╭─ Given information

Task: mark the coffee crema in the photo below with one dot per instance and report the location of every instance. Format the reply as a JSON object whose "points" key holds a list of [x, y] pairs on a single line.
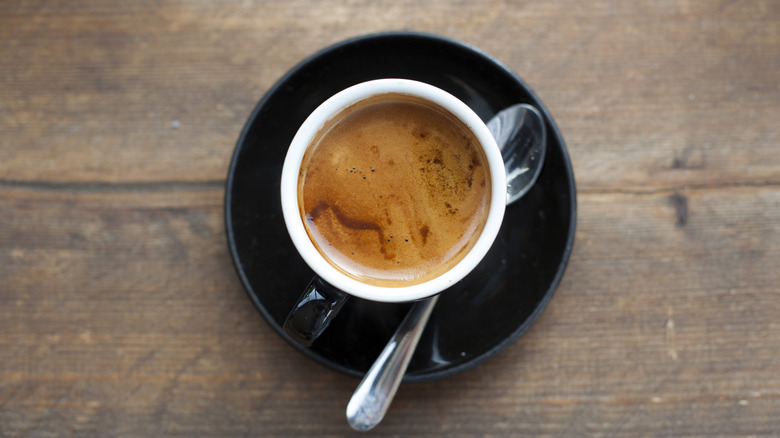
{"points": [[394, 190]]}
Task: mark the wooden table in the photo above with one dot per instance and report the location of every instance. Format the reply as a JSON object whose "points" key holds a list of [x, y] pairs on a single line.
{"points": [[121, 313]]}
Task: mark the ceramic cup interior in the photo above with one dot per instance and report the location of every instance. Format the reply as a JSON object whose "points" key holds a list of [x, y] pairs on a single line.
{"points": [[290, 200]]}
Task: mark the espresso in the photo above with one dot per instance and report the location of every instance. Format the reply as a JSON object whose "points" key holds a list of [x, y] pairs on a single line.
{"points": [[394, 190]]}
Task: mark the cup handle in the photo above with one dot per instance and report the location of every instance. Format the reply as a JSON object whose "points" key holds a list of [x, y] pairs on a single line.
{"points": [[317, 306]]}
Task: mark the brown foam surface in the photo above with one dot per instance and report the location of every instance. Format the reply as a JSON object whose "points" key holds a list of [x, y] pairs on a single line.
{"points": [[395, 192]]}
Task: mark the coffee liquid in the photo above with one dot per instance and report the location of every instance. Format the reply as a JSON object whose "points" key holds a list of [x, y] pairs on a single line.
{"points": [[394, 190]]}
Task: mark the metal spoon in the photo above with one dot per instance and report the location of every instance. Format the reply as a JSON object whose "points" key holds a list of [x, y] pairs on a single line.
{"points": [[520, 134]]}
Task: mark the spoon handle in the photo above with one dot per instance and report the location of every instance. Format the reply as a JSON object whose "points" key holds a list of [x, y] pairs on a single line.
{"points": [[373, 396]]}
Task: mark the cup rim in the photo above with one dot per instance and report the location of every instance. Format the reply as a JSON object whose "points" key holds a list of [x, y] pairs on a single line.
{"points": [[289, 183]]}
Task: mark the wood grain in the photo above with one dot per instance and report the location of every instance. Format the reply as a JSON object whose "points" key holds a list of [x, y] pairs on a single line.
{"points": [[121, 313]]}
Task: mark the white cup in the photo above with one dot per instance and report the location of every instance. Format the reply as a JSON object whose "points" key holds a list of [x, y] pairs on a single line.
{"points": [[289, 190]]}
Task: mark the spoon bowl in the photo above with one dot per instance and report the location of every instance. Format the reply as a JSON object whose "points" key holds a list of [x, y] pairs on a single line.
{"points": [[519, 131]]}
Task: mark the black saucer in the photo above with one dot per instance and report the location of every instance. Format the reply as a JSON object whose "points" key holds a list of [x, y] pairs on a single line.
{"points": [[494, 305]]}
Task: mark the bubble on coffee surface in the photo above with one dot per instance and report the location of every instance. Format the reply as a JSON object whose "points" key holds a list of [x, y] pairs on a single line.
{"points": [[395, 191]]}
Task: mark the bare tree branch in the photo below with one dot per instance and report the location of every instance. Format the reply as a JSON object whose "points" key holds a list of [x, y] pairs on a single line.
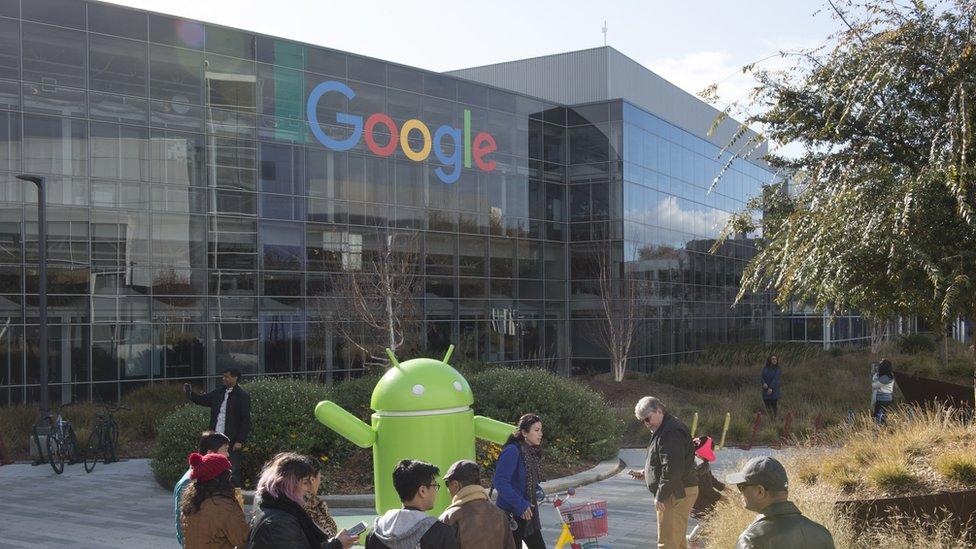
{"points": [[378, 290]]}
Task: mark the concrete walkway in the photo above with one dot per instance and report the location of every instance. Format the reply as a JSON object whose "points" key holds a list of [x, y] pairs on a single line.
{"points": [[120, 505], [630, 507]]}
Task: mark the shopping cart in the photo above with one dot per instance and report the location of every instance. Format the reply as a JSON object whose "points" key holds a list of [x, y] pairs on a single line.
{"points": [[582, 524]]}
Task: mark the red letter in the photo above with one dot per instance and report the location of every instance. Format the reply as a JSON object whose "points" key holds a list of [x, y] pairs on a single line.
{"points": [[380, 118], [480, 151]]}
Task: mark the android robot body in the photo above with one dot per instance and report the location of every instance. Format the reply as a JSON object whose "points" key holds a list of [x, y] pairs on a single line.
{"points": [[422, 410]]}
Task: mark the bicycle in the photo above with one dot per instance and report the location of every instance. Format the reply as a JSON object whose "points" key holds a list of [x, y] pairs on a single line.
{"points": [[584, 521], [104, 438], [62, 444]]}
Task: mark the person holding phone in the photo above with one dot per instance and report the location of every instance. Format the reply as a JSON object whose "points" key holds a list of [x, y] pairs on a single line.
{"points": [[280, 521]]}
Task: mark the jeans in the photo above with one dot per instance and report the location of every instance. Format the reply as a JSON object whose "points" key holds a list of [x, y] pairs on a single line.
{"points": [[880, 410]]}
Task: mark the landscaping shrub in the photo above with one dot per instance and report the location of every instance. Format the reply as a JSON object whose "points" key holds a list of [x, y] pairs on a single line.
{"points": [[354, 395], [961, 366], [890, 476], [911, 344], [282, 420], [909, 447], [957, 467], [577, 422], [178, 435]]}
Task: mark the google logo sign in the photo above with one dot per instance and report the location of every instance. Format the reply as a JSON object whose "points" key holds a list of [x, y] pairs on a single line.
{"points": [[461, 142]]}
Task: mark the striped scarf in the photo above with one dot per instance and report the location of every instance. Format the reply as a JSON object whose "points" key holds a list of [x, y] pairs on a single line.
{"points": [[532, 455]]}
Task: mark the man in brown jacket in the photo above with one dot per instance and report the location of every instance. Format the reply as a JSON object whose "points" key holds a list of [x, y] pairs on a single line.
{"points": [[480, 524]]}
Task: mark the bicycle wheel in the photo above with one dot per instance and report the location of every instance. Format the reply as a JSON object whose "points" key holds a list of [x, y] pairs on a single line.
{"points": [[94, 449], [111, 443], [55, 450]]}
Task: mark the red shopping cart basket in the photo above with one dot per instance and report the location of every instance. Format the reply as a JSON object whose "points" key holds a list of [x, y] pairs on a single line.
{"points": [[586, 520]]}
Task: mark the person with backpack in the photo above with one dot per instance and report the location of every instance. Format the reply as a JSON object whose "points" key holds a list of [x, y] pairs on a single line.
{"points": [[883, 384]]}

╰─
╭─ Given information

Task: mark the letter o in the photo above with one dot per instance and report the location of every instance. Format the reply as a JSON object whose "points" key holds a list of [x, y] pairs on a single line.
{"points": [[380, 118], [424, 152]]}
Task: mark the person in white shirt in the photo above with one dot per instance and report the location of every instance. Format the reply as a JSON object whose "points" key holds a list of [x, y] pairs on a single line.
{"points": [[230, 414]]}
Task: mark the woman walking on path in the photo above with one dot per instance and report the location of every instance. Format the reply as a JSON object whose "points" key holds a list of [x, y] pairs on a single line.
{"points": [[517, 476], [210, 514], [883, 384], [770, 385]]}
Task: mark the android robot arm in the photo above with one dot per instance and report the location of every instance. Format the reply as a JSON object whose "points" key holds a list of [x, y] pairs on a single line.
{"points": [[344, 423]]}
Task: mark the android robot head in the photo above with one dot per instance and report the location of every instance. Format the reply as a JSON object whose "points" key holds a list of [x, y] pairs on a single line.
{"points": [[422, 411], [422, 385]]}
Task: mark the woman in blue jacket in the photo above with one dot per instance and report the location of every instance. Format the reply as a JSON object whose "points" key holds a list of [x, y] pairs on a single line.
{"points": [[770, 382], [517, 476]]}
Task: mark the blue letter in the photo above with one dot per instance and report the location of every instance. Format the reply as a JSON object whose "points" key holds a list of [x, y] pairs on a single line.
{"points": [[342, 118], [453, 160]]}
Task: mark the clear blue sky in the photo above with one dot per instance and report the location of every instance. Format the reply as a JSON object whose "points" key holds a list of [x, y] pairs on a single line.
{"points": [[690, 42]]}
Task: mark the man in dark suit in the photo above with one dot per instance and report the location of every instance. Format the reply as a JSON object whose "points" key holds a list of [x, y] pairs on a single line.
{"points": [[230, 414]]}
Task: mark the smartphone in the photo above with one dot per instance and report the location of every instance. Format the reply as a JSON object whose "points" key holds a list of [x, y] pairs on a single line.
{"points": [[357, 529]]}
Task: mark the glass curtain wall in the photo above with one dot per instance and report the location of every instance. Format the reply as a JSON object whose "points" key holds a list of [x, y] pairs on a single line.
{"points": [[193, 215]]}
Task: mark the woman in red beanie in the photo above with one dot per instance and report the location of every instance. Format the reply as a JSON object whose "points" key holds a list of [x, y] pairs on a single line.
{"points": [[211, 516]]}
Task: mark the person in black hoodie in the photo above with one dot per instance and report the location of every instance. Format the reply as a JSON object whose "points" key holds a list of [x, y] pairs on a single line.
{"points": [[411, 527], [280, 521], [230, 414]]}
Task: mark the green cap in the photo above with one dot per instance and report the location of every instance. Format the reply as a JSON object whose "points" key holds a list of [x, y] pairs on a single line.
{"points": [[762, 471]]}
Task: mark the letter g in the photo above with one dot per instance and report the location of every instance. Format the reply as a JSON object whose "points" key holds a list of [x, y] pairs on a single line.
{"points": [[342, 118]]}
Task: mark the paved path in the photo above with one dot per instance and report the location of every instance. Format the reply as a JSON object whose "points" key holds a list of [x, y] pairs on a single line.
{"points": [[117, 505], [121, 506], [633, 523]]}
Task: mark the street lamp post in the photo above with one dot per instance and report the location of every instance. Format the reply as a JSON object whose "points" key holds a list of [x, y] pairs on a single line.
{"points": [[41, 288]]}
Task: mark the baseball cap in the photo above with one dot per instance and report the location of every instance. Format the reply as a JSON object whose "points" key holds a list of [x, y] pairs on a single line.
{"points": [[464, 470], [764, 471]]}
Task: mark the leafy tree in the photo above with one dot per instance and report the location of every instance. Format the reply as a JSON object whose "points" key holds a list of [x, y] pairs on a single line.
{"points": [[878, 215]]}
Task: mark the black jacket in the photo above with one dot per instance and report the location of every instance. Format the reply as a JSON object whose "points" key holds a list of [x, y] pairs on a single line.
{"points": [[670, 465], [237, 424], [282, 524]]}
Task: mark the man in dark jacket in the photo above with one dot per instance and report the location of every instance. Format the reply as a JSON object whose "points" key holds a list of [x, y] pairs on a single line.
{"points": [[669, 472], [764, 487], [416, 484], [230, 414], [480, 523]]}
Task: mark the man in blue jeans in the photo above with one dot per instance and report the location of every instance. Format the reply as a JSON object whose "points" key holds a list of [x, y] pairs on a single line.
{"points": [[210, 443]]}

╰─

Please pick out every line of the entries above that contains the word "android". Case counts.

Task: mark the android robot body in the photo above with one dot per instance and report the location of every instance. Format the reply as a JSON object whose "points" key holds a list of [x, y] pairs on a single line.
Task: mark the android robot arm in the photo above with one dot per instance and report the location of every instance. Format the reply as a JSON object whose "points" key holds a list of [x, y] pairs on a single line.
Task: mark the android robot head in the photo above with one dot per instance and report the location of every instance. Format the reply as a JSON object whose "points" key holds a list of [x, y] pairs on a single line.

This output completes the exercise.